## Extract provided
◇ ◇ ◇

A case regarding a Virginia high school’s controversial, seemingly race-based admissions policy might be heading to the U.S. Supreme Court, Fox News reports.
The school is the Thomas Jefferson High School for Science and Technology, a magnet school located in Fairfax County, Virginia.
The school, in the past, has faced criticism for lacking diversity. As a result, the school decided to change its admissions process, which used to be heavily based on standardized testing, so as to take into account such things as an applicant’s socioeconomic background.
The results of this change speak for themselves. The percentage of Black students went from 1% of the student body to 7%, and the percentage of Hispanic students went from 3% to 11%. At the same time, the percentage of Asian American students went from 73% of the student body to only 54%.
The lawsuit
A group of parents, known as the Coalition for TJ, is looking to get the school to overturn this new admissions practice, so they took the matter to the courts.
Coalition for TJ is arguing, in part, that the new admissions practice unfairly discriminates against Asian American students, as the numbers suggest.
Fairfax County Public Schools claim that this is false. It has insisted that its new admissions practices are race-neutral, and it further claims that admissions officials do not even know an applicant’s race when they review the applicant’s admission documents.

◇ ◇ ◇

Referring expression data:
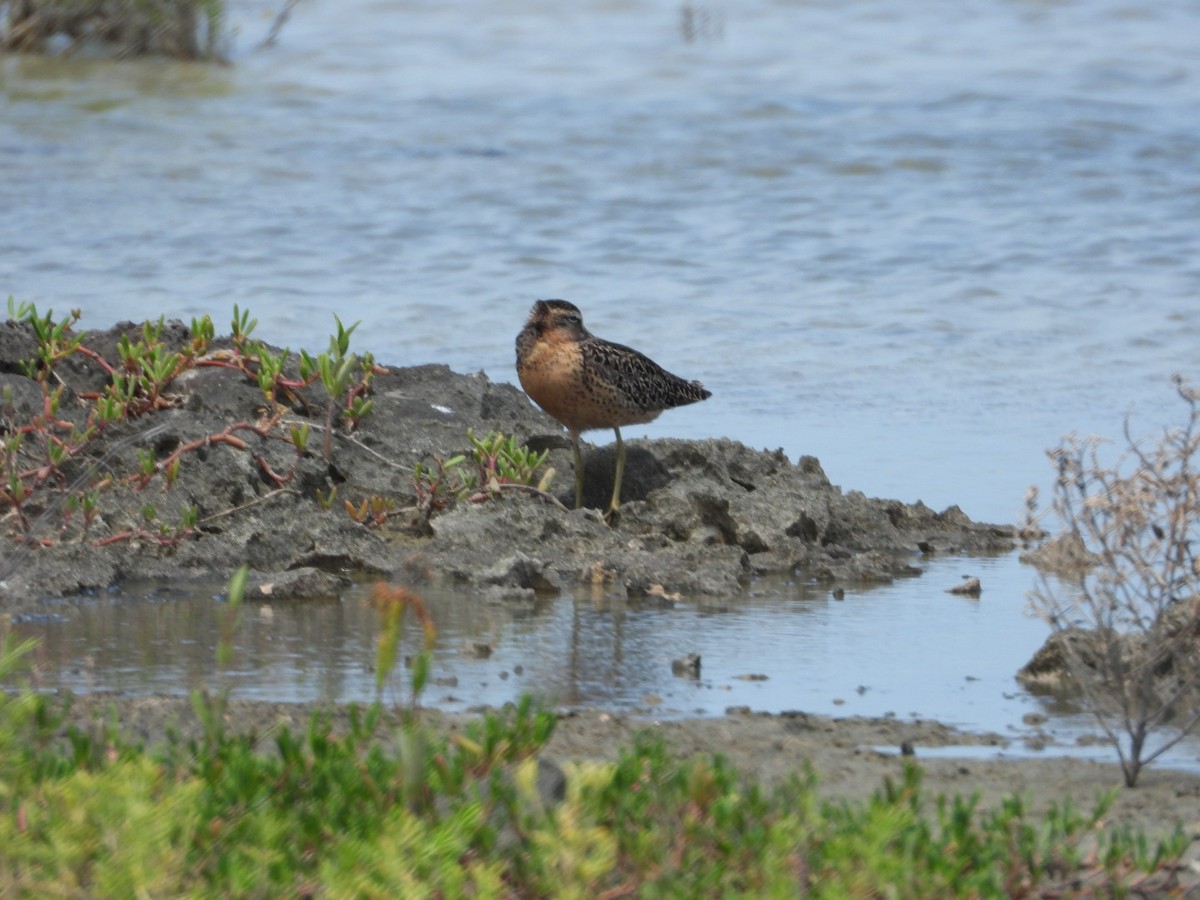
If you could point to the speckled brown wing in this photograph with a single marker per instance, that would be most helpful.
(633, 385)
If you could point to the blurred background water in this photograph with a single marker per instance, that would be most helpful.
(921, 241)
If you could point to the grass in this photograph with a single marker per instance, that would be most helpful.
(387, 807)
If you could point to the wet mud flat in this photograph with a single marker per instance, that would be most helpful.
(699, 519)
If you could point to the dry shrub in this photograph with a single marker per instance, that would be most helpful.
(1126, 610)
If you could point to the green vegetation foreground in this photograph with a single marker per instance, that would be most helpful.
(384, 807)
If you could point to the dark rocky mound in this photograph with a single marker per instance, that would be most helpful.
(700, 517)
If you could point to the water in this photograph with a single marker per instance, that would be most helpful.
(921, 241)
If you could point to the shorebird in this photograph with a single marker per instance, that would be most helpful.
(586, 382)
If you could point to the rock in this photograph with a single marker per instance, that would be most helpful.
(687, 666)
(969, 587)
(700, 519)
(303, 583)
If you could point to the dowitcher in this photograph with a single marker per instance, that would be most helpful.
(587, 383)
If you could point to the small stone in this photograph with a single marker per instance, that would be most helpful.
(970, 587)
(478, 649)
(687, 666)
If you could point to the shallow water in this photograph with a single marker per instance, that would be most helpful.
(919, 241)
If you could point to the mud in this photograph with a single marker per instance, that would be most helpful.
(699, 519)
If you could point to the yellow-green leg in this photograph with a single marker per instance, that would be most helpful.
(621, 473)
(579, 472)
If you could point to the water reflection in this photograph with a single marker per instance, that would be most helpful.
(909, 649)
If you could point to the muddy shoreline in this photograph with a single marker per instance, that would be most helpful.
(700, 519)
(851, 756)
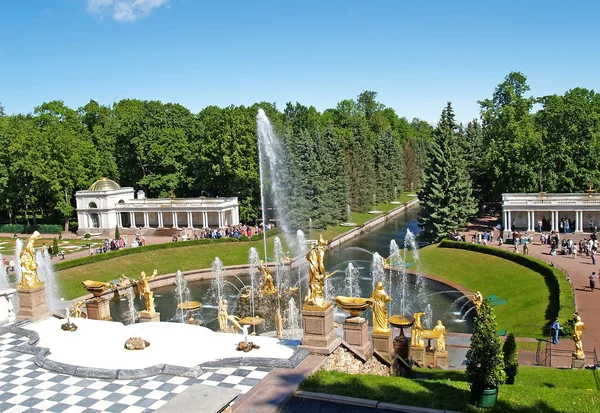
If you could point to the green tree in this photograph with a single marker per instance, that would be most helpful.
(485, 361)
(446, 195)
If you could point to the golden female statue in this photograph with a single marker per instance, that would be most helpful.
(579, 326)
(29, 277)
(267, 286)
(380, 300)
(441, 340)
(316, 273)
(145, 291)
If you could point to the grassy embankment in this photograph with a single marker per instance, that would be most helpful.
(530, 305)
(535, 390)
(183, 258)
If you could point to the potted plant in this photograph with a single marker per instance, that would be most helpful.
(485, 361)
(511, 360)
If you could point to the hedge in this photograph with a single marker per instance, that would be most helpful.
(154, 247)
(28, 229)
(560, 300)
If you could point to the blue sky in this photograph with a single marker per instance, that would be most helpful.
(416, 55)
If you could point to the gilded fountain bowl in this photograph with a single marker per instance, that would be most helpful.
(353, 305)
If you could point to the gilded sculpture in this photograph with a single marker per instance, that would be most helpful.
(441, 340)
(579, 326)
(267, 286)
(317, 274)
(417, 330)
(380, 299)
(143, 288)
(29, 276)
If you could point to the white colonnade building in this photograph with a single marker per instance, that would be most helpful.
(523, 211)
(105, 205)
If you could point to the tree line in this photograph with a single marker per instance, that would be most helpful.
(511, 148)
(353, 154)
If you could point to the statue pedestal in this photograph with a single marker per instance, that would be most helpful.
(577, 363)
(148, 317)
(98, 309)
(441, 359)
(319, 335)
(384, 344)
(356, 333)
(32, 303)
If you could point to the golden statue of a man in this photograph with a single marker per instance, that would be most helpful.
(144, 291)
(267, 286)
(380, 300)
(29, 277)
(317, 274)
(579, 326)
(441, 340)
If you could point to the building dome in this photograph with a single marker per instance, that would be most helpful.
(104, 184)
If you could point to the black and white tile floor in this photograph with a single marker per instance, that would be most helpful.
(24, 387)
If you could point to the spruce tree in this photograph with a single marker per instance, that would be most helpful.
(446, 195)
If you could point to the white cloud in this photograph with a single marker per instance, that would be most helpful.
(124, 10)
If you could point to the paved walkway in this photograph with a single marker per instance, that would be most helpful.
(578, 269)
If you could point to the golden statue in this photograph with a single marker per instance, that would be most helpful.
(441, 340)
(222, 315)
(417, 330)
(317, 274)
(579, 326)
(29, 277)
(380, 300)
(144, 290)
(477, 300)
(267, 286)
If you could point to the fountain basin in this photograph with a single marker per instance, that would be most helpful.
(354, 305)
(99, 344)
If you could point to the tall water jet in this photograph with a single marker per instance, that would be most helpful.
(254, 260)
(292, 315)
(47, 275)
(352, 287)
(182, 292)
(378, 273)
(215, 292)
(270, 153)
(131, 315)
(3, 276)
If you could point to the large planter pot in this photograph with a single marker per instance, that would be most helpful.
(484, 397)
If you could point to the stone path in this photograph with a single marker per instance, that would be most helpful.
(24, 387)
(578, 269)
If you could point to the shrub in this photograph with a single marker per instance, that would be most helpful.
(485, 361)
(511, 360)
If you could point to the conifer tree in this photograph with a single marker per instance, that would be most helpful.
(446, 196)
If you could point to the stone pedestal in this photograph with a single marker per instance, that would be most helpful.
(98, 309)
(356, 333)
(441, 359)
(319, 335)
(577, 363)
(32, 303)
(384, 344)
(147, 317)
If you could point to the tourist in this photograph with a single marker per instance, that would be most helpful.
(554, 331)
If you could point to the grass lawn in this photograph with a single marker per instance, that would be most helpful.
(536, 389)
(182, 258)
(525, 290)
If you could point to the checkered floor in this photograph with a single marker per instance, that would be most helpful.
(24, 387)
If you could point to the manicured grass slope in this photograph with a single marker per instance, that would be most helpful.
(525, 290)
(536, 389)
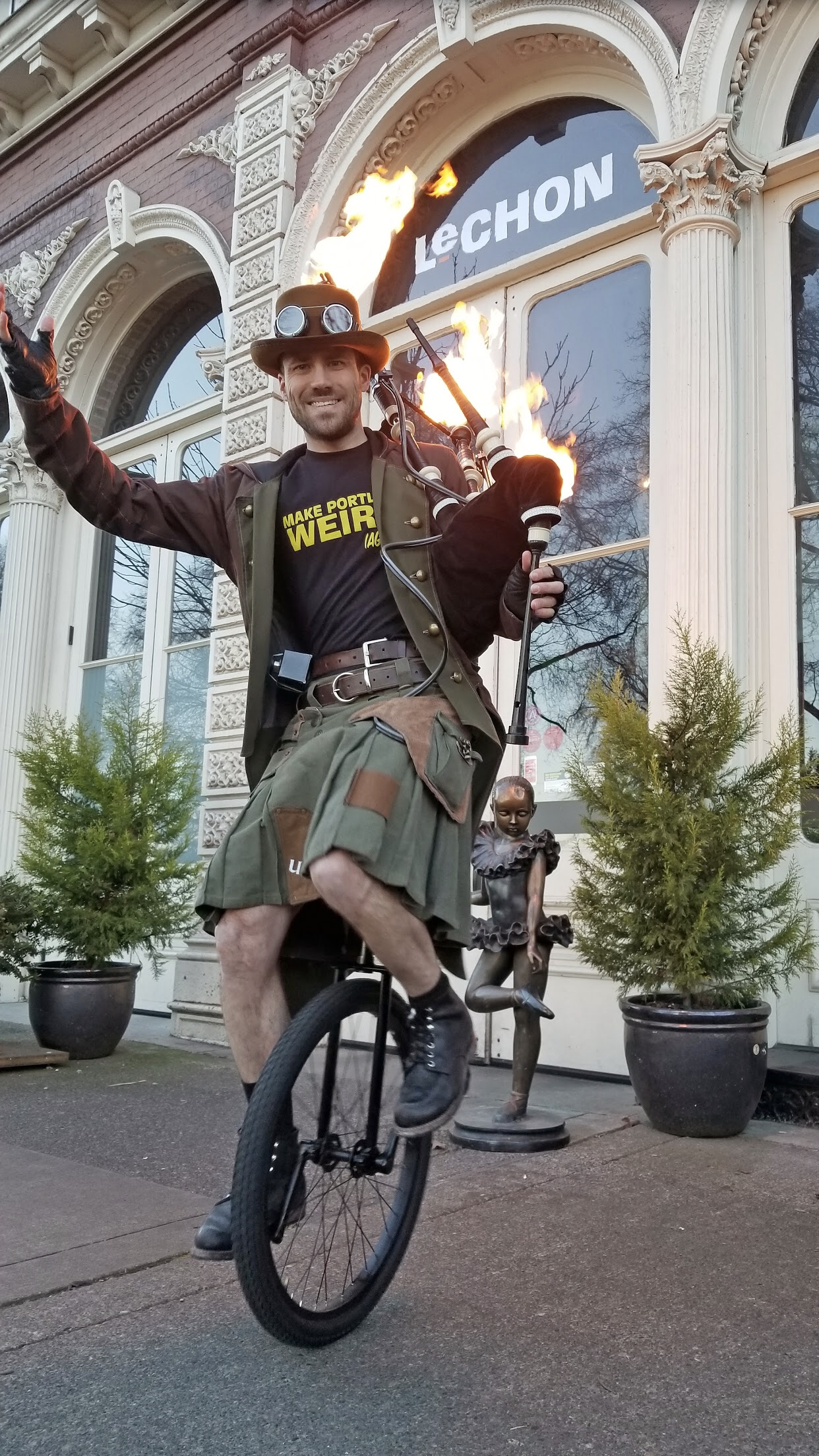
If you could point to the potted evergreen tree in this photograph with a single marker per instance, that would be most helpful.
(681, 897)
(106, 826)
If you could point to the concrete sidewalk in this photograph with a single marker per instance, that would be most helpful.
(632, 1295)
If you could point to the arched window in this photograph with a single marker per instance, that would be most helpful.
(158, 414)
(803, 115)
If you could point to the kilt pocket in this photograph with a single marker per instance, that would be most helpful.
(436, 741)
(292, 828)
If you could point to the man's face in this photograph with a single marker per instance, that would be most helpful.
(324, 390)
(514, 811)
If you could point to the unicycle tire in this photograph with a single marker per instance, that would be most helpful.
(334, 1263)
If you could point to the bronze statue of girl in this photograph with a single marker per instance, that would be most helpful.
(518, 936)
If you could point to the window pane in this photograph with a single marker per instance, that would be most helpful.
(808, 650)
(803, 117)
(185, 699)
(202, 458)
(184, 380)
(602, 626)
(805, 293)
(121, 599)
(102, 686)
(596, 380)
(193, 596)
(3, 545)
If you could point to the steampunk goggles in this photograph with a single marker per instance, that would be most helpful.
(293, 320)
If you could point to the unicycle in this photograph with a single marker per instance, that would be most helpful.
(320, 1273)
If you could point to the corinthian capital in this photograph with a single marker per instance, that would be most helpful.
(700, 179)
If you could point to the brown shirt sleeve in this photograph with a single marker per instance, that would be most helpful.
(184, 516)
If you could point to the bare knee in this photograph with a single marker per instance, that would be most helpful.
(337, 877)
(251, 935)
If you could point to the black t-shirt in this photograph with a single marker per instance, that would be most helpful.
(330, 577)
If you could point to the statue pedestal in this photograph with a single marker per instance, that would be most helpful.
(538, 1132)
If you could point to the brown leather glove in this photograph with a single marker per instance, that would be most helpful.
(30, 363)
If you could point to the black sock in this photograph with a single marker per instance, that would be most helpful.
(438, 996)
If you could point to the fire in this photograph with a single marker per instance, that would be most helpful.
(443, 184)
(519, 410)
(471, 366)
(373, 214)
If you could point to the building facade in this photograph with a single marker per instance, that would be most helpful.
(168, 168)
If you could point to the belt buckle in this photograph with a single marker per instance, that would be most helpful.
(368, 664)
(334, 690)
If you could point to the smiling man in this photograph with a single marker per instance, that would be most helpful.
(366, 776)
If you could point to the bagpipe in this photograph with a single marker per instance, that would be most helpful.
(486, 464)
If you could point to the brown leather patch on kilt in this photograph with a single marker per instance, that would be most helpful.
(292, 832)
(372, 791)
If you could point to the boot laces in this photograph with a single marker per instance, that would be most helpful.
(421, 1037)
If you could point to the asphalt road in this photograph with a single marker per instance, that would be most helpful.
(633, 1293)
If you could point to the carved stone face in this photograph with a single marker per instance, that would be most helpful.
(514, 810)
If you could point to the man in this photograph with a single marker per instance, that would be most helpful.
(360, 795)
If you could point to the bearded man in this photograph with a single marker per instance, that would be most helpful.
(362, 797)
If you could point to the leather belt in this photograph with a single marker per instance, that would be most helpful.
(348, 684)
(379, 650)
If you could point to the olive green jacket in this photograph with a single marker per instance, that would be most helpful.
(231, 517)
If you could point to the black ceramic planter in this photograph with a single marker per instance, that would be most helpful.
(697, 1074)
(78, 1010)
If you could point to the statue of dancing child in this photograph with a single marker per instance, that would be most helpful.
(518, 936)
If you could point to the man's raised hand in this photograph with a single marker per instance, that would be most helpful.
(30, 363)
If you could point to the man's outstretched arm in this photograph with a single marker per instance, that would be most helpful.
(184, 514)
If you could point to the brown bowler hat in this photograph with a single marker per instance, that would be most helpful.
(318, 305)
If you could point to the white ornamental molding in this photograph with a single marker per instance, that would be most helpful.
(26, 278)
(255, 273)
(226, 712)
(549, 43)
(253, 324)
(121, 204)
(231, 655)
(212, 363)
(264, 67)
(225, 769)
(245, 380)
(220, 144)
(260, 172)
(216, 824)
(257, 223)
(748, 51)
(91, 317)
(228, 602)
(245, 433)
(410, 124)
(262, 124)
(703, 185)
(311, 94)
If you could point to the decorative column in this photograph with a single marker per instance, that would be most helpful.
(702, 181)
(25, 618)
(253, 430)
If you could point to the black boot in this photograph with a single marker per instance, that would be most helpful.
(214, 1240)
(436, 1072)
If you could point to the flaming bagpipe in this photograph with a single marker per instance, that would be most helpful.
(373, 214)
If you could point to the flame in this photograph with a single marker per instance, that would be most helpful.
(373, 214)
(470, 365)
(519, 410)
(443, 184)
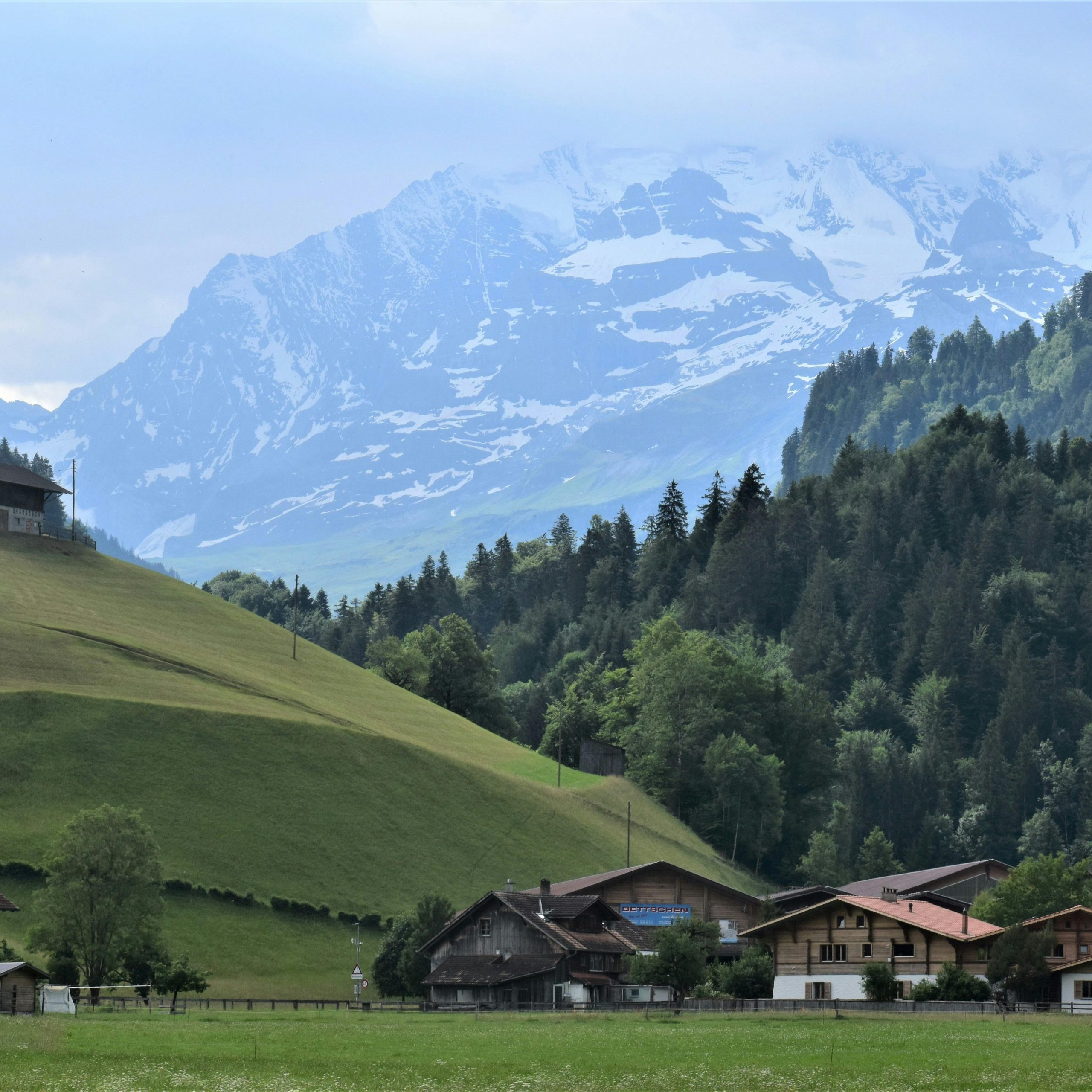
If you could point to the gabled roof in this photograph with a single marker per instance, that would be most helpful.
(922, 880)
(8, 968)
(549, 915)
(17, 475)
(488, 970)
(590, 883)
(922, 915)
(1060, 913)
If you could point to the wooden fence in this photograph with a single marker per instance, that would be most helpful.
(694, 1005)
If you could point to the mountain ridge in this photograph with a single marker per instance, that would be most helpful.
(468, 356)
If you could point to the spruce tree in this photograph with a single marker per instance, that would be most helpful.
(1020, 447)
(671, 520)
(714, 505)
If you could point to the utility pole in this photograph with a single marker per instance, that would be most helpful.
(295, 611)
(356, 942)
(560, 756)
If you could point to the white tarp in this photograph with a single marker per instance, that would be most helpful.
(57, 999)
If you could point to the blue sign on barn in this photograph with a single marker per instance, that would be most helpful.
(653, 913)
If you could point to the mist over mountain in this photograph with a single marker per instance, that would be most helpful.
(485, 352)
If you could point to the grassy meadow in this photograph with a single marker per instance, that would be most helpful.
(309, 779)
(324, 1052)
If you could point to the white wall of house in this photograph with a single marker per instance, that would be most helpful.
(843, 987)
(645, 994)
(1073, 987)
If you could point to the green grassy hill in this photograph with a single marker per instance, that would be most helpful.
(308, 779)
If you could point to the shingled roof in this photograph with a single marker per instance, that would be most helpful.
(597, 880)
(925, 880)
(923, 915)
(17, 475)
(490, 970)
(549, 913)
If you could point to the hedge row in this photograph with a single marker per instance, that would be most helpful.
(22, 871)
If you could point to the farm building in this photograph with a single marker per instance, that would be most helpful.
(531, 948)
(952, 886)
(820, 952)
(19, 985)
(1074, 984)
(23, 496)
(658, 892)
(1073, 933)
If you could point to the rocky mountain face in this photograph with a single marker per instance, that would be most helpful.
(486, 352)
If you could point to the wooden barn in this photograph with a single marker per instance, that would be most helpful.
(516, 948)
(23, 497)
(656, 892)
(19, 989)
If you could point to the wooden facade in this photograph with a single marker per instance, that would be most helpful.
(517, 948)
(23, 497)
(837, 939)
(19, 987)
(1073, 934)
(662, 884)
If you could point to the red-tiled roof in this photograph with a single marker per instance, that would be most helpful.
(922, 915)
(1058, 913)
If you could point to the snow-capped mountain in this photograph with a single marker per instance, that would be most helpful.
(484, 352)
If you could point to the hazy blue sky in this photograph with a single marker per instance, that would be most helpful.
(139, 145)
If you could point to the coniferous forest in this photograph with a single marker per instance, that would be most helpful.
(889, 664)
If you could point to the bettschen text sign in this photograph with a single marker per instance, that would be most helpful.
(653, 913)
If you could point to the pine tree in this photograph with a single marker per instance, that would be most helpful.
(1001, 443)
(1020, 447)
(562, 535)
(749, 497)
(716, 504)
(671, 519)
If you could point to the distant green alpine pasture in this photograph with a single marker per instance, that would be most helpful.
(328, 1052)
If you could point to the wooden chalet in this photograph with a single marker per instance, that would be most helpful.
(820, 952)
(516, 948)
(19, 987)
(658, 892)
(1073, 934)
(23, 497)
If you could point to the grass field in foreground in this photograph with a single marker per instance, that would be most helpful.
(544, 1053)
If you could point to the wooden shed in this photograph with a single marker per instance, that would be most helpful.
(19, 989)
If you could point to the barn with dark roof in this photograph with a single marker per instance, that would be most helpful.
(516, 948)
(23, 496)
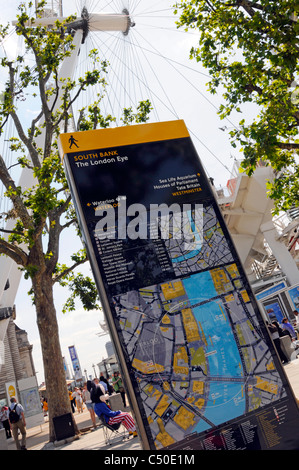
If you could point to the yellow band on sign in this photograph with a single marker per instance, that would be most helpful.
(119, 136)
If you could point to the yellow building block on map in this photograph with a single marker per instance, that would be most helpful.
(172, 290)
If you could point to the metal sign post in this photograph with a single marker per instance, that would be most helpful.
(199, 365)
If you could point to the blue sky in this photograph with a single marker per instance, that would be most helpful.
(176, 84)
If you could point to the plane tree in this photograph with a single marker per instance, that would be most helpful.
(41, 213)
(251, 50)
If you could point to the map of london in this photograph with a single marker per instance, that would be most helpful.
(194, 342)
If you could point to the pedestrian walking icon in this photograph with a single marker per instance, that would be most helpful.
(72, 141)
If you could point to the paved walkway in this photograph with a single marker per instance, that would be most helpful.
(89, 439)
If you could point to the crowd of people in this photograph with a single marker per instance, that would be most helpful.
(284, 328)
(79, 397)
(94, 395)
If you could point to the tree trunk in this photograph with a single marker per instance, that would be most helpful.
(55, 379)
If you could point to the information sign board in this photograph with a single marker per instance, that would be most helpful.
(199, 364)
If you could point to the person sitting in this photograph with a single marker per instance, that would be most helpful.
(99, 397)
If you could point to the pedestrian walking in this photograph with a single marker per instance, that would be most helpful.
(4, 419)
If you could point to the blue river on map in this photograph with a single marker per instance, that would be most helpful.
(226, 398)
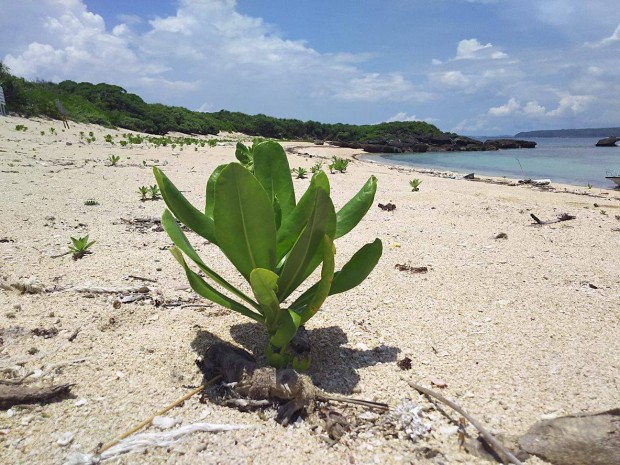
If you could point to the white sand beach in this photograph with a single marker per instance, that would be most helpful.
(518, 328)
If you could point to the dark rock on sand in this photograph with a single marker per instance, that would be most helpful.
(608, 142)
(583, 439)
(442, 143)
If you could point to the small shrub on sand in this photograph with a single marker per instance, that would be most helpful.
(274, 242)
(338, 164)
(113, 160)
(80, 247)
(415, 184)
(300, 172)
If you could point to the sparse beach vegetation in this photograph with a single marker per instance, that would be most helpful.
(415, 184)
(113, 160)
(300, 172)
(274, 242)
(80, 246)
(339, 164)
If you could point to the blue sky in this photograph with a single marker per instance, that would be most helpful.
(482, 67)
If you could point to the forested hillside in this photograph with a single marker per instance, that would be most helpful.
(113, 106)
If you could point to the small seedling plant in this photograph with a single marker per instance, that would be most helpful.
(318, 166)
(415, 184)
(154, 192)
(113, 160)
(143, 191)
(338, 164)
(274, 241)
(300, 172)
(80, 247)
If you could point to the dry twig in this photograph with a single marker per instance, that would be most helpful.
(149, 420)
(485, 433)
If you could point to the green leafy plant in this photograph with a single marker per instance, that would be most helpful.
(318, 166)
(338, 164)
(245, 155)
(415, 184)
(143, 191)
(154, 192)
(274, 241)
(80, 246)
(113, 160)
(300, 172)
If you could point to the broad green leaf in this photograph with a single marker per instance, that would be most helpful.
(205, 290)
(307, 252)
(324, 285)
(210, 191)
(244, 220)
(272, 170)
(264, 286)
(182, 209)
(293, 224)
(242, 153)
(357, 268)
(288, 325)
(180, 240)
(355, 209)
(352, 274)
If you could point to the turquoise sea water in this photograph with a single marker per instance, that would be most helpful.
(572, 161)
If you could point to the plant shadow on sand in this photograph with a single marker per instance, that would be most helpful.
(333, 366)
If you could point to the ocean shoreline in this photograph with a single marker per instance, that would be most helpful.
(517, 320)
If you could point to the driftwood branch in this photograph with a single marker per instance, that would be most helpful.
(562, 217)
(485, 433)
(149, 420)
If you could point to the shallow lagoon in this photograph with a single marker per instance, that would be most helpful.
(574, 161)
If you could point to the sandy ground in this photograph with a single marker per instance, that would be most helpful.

◇ ◇ ◇

## Check your understanding
A - Answer these questions about the article on the Thomas Jefferson High School admissions case:
(i) In which county and state is the school located?
(ii) What share of the student body were Black students before and after the admissions change?
(iii) What is the parents' group that took the matter to court called?
B - Pick up the article on the Thomas Jefferson High School admissions case after its last sentence and keep writing it.

## Responses for each task
A -
(i) Fairfax County, Virginia
(ii) 1% before and 7% after
(iii) Coalition for TJ

B -
Legal proceedings
In February, a district court ruled in favor of the Coalition for TJ. Judge Claude Hilton determined that impermissible “racial balancing” is at the center of the school’s new admissions practices, and he ordered the practices to be amended.
Fairfax County Public Schools asked Hilton to delay the implementation of his ruling, but he refused. The school system appealed to the 4th Circuit.
The 4th Circuit decided to allow the school system to continue to use its new admissions practices while its legality is being decided in court. This is what led the Coalition for TJ to take the case to the U.S. Supreme Court.
Just last week, U.S. Supreme Court Justice John Roberts called upon Fairfax County Public Schools to issue a response to the Coalition for TJ’s emergency application. Once that response is provided, the justices of the U.S. Supreme Court will decide whether or not to grant the emergency application.
This could result in the case ending up before the nine justices.